给定数据:
================================

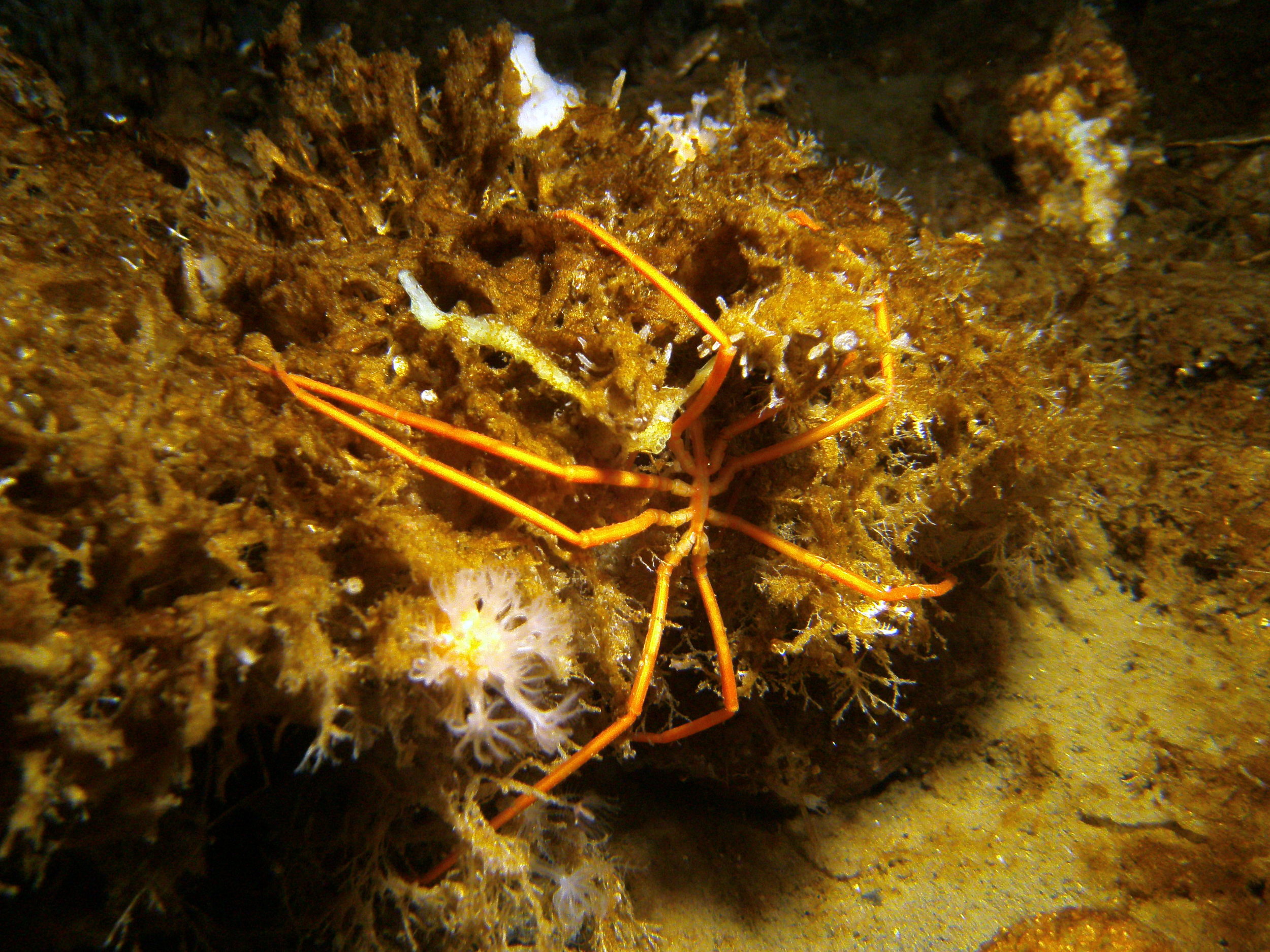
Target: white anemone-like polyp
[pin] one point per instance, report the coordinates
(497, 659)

================================

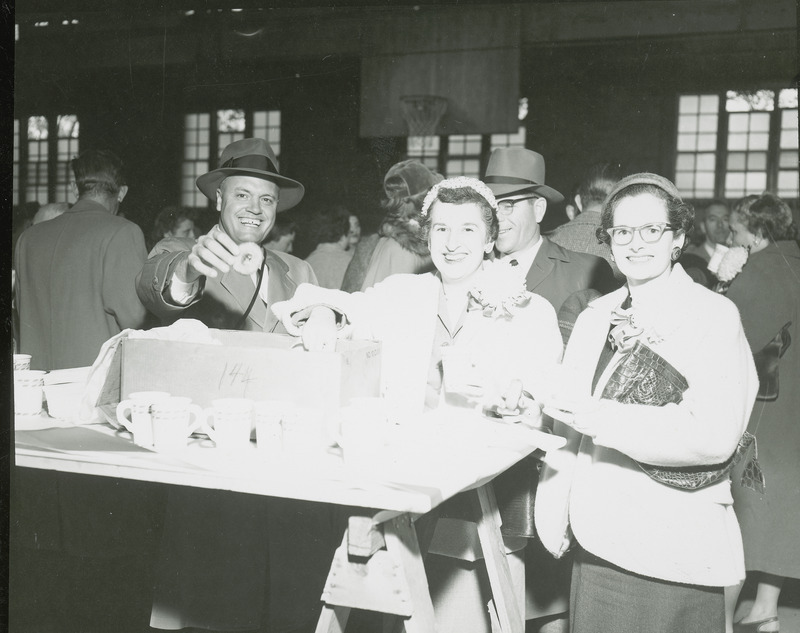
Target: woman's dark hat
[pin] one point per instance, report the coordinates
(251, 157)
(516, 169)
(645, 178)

================================

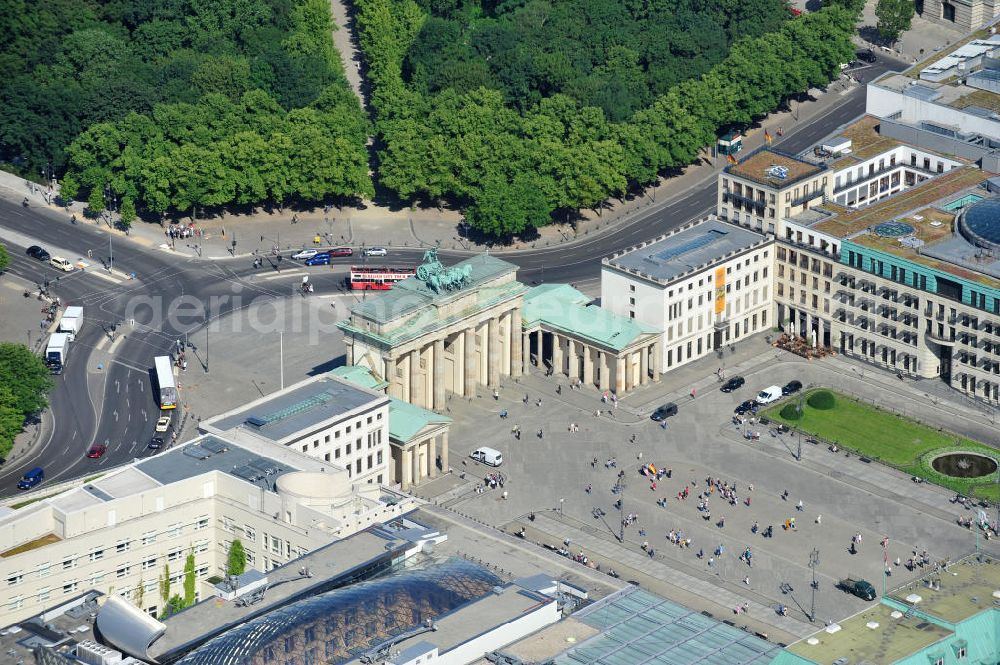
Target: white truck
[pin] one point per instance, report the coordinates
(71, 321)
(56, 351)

================================

任务目标: 从上面的数据行中挑出所有含有字符串“white”的行，逐行照原文抄录。

任务解答:
Target: white anemone-like polyp
Target: white truck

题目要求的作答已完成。